Gather every line in the items that contains the string "spoon", and list those lines.

Collection entries
^^^^^^^^^^^^^^^^

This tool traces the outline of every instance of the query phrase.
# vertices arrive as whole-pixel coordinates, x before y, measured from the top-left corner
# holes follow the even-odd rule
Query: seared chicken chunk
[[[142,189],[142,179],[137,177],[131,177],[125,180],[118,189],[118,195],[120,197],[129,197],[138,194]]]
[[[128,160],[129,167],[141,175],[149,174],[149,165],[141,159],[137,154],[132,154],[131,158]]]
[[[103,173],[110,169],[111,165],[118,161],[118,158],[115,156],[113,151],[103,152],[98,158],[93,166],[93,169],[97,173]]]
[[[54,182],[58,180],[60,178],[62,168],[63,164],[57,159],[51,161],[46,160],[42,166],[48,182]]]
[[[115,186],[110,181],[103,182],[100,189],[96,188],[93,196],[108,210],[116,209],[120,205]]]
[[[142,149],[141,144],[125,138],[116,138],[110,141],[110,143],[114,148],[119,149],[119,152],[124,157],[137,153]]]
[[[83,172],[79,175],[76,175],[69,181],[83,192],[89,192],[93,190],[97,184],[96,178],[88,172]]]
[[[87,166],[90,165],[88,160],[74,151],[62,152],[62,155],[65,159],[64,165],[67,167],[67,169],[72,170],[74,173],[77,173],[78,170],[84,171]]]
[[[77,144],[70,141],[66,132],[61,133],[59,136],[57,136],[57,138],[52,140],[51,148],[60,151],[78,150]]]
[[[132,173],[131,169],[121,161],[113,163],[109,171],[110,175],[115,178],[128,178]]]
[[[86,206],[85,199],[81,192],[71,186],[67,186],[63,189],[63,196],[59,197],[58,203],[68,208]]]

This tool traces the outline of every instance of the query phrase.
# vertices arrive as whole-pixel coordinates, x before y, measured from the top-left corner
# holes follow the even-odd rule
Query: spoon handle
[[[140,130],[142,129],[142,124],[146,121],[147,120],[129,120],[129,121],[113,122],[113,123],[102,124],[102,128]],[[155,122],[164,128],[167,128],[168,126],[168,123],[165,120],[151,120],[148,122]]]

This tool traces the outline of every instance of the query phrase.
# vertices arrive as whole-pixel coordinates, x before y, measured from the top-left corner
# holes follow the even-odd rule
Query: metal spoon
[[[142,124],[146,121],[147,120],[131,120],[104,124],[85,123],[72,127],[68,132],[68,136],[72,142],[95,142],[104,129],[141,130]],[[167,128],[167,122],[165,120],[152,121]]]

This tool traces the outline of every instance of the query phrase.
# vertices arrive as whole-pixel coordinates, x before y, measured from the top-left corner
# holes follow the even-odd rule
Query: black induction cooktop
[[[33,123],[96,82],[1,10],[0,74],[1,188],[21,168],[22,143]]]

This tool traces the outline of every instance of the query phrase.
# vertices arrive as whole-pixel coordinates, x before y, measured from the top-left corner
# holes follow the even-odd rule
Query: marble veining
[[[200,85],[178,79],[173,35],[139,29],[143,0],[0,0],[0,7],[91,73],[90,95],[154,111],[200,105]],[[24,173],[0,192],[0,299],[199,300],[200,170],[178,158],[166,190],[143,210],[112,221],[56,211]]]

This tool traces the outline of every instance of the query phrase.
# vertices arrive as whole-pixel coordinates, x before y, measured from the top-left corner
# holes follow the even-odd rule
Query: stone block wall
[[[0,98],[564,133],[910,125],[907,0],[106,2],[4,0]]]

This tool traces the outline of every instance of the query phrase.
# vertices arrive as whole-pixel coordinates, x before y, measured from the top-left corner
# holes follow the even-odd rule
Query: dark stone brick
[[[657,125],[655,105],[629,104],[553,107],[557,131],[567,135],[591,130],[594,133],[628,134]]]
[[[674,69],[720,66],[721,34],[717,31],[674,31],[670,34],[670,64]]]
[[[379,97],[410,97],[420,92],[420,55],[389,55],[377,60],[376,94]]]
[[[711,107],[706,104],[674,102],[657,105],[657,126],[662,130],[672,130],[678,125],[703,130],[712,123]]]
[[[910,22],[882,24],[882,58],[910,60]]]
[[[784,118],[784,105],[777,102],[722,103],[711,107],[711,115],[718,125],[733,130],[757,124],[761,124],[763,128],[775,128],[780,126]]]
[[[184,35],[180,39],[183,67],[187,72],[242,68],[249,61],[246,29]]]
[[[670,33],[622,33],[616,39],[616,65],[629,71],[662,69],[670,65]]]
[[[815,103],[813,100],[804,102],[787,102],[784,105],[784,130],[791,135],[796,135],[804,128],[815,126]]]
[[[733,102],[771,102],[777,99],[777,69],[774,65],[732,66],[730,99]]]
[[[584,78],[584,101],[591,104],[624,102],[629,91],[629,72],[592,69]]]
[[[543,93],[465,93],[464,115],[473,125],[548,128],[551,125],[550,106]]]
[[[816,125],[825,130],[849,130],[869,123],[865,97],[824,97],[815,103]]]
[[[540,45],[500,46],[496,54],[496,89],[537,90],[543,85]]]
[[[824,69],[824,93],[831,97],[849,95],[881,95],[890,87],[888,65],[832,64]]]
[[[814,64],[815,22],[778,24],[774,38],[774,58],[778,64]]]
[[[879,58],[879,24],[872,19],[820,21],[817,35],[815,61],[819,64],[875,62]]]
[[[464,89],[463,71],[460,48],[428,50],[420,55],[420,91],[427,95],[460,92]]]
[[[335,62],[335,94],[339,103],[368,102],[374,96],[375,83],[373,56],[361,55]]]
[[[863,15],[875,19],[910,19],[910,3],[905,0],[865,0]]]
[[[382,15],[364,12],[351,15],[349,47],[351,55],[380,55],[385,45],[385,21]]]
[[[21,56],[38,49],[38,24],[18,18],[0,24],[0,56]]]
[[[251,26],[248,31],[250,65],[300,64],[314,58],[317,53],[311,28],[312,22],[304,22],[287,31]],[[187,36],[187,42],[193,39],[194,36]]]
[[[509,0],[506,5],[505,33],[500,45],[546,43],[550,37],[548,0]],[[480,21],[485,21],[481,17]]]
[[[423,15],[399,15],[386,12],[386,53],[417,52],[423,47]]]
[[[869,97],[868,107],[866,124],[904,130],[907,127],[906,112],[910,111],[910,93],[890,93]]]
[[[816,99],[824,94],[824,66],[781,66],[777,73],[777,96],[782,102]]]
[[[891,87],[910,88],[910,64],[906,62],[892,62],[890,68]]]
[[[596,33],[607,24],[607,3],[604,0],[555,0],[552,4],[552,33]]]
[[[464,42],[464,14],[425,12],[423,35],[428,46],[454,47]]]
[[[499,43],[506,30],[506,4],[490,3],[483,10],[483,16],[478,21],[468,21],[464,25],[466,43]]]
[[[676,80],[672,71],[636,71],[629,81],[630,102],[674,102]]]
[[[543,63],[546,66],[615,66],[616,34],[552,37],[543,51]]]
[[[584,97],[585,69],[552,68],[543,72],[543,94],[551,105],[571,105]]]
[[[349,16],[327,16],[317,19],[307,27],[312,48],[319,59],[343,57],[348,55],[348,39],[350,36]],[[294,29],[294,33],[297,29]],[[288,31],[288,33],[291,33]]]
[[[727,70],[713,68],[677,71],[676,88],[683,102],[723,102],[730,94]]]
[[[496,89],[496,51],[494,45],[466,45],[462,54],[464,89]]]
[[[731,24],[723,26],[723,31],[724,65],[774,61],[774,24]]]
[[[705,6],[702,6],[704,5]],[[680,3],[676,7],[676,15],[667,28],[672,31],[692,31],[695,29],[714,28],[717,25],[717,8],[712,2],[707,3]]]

^^^^^^^^^^^^^^^^

- _Solution to this exercise_
Query: spoon handle
Query: metal spoon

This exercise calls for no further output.